Items from a dataset
◇ ◇ ◇ ◇
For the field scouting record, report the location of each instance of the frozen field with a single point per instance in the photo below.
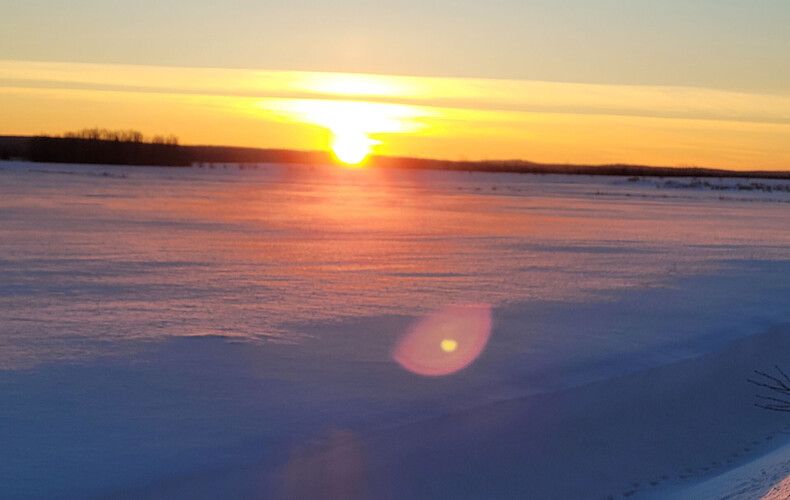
(229, 333)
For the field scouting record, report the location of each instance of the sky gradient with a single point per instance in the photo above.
(671, 83)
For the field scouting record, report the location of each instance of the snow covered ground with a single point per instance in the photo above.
(229, 333)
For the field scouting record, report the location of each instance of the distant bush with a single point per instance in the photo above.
(111, 147)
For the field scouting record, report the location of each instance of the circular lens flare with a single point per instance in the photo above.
(446, 341)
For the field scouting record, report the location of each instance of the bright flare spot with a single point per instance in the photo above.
(449, 345)
(446, 341)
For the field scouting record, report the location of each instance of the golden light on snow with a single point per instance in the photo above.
(446, 341)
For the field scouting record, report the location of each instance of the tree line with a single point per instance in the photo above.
(111, 147)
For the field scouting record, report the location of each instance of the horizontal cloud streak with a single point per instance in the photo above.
(475, 94)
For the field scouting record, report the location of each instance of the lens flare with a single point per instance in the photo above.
(446, 341)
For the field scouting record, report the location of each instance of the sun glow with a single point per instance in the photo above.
(352, 148)
(351, 123)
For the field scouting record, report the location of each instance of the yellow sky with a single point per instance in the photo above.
(450, 118)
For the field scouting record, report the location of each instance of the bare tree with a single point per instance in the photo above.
(778, 385)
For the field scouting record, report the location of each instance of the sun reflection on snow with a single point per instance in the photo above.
(446, 341)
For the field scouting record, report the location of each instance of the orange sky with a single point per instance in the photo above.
(452, 118)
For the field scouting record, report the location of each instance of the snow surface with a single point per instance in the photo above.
(227, 333)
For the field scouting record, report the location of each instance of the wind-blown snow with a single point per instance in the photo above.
(227, 333)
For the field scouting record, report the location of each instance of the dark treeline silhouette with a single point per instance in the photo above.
(13, 147)
(112, 147)
(527, 167)
(131, 148)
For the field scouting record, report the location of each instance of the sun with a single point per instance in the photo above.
(352, 148)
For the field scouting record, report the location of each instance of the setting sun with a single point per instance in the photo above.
(352, 148)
◇ ◇ ◇ ◇
To do
From the line containing "of the orange" down to the last line of the records above, print every line exactly, with both ends kept.

Answer space
For the field scouting record, report the location of each instance of the orange sky with a single point per instance in the photo above.
(452, 118)
For the field scouting record, report the location of each instance of the snow surface with a single point per instance in the photo above.
(227, 333)
For the field scouting record, report the location of each instance of the wind-blown snow with a single point per instance in the photo above.
(227, 333)
For the field scouting record, report the location of each instance of the dark treeline silhouette with a single point per instance in the photo above.
(13, 147)
(112, 147)
(527, 167)
(131, 148)
For the field scouting record, report the location of each instance of the sun with a single point per instance in the photo above.
(352, 148)
For the field scouting record, report the location of each instance of the setting sun with a single point per instance in the photo above.
(352, 148)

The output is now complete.